To-do list
(A) Answer these questions using the artist profiles below, one answer per line:
(i) At which institution was Rogers recently artist-in-residence?
(ii) In what year did Barrangi graduate from the Islamic Azad University of Tonekabon, and in what subject did he major?
(iii) Which collection most recently acquired Barrangi's work, according to the artist profiles?
(B) The artist profiles below say that Barrangi uses images of animals to talk about certain subjects. List every one of those subjects.

Supplied passage
____________

His bronze works and prints, born from motion-captured performances and glitch-driven drawings, hover between figuration and collapse—echoing metamorphosis, natural forms, and digital ghosts. Rooted in the Black Country’s industrial past, Rogers’ practice extends a lineage of craft and invention, where fabrication becomes a form of divination.
Rogers is currently developing his first large-scale UK public sculpture, to be unveiled next year. Previous exhibitions include Gonna Tell My Kids This Was Marcus Aurelius at Benappi Fine Art, London; regular presentations at Woolwich Contemporary Print Fair with Julian Page; and with Lizzie Glendinning at Eye of the Collector. He was recently artist-in-residence at the Centre for Print Research (Bristol, UWE), where he integrated his experimental sculptural process with their groundbreaking technology and academic expertise.
Mohammad Barrangi
Mohammad Barrangi is an illustrator and printmaker. Born in, Rasht, Iran in 1988 Barrangi graduated from the Islamic Azad University of Tonekabon in 2011, majoring in graphic design. Barrangi's work combines elements of Persian calligraphy, storytelling, text, and touches of humour. Using a unique creative process, with handmade traditional calligraphy pens and a blend of mark-marking styles, he creates both small pieces and often expands these to large scale murals. Alumni of the Royal Drawing School 2020. Barrangi’s work is inspired by his heritage, Iranian mythological stories and contemporary events of social upheaval. His works combine elements of Persian calligraphy, old scientific illustration, storytelling, text, and humour. Using a creative process involving drawing and printing on handmade paper and using traditional calligraphy pens and mark-marking styles, he creates works which are often developed into large-scale murals. Barrangi’s work centres on experiences of travel, journeys and his lived experience with immigration and disability. His works often contain images of animals such as birds ,reptiles and mythical creatures to talk about migration, freedom, companionship, and different experiences of this world. Reflecting his own experience as an artist with a disability, his works often represent characters with limb difference, lost arms and legs, or other disabilities, as well as images of women that he admires such as family members and friends, or exiled Iranian queens. In 2023, WCPF collaborated with Berrangi to welcome visitors to the Fair with stunning installations to walk through at the entrance to the event. In 2024, he installed a large cultural piece in the entrance to the lecture theatre. Through the Fair, Mohammad’s work has ben acquired to many significant private and institutional collection, most recently (summer 2025) for The John Hay Library Collection, Brown University. Born in Iran and living in Leeds, UK, Berrangi has had many public artwork commissions through the Uk and has a large market of collectors in the USA.

____________

Dataset
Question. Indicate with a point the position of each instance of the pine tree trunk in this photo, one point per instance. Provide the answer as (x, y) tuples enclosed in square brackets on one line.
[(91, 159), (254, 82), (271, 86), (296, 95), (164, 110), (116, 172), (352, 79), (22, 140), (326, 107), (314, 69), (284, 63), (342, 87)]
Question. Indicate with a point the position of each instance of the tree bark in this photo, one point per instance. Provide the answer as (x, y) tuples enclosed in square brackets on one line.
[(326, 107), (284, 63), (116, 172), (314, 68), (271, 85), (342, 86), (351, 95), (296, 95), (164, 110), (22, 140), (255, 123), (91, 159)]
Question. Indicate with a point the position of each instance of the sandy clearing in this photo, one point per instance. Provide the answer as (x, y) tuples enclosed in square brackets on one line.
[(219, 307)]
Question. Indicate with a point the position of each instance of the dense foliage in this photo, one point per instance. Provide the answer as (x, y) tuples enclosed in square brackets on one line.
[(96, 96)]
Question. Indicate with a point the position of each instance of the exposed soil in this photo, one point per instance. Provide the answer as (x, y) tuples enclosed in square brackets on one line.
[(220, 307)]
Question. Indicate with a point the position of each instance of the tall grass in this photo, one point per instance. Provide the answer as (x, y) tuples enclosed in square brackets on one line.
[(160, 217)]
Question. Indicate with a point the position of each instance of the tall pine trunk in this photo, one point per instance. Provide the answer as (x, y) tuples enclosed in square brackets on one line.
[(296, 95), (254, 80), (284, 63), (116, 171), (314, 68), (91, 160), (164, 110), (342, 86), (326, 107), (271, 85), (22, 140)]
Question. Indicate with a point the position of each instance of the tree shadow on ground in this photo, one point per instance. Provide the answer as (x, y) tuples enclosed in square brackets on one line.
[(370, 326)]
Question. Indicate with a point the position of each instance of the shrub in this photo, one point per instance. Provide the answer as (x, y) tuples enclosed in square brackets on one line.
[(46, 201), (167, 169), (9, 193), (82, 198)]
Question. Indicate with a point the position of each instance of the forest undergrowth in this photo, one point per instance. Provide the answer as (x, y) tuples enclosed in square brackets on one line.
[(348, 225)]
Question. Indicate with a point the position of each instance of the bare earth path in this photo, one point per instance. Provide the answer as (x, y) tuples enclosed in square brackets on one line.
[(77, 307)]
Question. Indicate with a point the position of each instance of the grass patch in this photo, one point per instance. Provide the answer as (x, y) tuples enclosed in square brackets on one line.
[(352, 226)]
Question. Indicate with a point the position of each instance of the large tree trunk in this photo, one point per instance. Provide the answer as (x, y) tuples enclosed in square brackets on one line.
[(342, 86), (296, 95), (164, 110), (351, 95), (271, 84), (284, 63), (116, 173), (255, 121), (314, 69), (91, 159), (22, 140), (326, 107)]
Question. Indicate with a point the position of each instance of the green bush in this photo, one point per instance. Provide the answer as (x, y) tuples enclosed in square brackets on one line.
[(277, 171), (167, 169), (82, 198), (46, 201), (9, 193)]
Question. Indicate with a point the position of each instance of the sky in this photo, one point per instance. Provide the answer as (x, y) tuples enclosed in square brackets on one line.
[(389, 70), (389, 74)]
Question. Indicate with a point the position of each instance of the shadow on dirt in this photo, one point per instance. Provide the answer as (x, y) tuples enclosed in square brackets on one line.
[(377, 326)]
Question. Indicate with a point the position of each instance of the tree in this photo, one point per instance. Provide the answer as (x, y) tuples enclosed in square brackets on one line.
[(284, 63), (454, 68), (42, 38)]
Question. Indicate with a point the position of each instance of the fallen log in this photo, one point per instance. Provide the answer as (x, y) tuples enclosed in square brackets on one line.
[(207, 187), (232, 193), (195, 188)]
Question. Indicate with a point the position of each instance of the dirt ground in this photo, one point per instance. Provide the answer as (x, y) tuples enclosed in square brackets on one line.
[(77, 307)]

____________

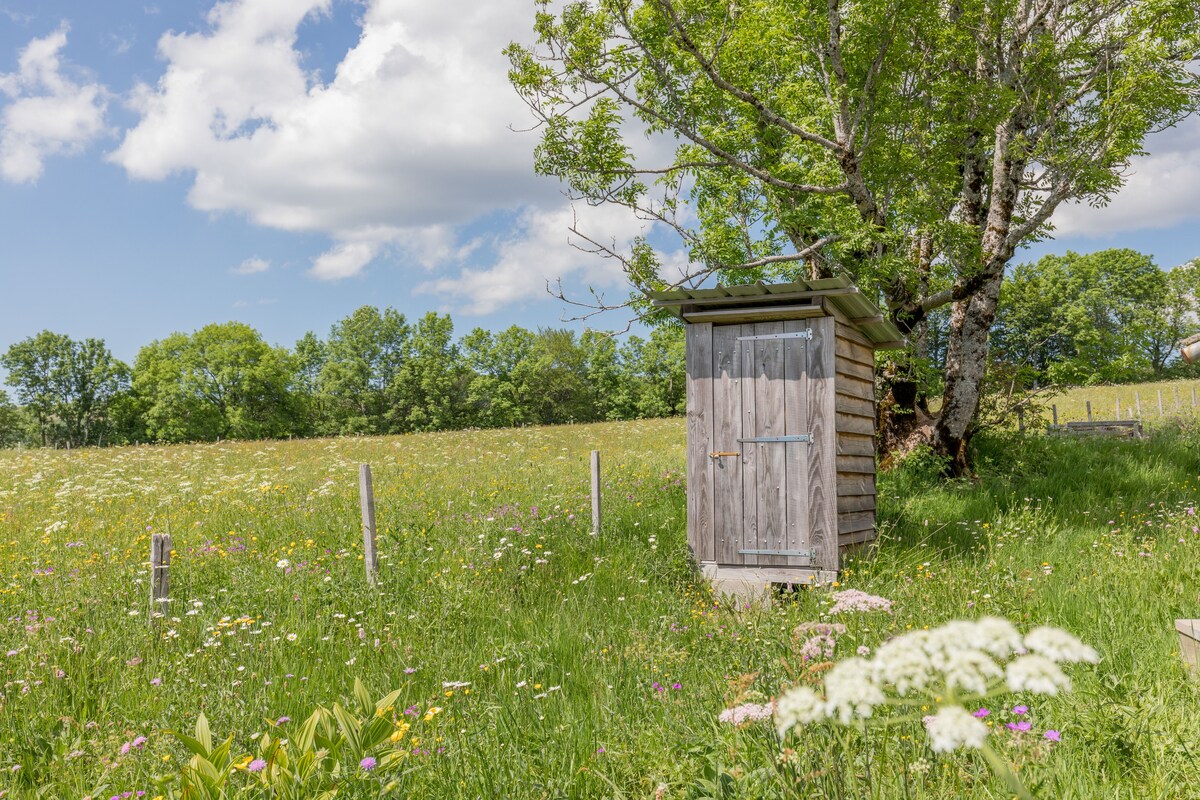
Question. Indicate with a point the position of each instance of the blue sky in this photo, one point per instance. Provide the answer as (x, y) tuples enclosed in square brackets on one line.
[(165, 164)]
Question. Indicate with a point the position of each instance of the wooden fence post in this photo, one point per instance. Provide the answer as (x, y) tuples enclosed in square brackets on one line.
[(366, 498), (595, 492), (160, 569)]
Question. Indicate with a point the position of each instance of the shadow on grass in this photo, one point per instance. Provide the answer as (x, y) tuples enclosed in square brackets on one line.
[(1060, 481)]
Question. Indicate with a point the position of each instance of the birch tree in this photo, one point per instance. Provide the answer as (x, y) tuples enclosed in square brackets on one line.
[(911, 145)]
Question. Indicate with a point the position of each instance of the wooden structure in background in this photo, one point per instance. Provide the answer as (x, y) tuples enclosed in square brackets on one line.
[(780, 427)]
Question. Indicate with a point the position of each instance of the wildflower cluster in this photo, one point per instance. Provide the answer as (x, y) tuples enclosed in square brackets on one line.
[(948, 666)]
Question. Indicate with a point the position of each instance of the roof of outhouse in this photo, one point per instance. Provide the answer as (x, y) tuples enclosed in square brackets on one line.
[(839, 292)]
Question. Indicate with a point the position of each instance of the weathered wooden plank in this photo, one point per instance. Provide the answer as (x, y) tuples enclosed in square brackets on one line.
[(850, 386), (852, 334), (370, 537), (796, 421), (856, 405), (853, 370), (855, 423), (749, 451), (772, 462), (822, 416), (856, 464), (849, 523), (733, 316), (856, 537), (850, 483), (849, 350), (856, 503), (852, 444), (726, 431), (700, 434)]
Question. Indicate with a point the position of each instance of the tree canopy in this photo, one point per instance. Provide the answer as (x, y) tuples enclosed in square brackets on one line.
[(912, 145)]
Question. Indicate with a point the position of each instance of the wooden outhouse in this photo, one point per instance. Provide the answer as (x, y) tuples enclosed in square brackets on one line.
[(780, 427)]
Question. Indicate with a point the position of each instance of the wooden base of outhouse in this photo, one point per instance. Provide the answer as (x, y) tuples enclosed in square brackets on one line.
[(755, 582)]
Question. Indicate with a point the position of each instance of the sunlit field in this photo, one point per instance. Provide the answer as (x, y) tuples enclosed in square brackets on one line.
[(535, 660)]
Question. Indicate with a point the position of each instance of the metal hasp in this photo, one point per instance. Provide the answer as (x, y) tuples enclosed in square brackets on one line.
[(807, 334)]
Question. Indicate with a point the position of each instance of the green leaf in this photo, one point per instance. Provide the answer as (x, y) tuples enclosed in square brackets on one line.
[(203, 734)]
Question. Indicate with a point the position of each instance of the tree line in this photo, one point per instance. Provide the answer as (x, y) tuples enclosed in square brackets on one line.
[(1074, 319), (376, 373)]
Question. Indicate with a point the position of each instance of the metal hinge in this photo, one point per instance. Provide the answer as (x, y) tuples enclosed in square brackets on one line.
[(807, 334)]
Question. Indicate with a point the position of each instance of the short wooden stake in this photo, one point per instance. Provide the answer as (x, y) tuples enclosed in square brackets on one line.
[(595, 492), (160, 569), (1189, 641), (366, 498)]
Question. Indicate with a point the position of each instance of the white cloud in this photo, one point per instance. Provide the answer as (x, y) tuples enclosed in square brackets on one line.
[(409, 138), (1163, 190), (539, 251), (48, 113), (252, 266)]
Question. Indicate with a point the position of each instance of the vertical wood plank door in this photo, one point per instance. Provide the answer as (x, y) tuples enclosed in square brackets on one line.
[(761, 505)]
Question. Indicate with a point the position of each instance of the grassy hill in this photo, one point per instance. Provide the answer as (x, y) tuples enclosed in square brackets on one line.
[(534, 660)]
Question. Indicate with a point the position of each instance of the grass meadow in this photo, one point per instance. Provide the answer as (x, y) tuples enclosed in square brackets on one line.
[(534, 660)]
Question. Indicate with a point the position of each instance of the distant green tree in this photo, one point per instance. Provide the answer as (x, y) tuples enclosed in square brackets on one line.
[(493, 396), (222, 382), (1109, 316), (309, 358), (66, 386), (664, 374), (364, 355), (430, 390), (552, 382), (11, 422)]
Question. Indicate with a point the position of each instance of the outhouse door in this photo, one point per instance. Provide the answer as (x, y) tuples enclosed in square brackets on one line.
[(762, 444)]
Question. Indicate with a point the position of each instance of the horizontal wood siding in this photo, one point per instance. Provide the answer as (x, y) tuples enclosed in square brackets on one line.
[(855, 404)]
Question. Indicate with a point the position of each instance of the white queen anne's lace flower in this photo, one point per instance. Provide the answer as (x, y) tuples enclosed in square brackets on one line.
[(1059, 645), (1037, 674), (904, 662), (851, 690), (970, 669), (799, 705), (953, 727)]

____________

Response list
(A)
(i) The Centre for Print Research (Bristol, UWE).
(ii) 2011, in graphic design.
(iii) The John Hay Library Collection, Brown University (summer 2025).

(B)
- Migration
- Freedom
- Companionship
- Different experiences of this world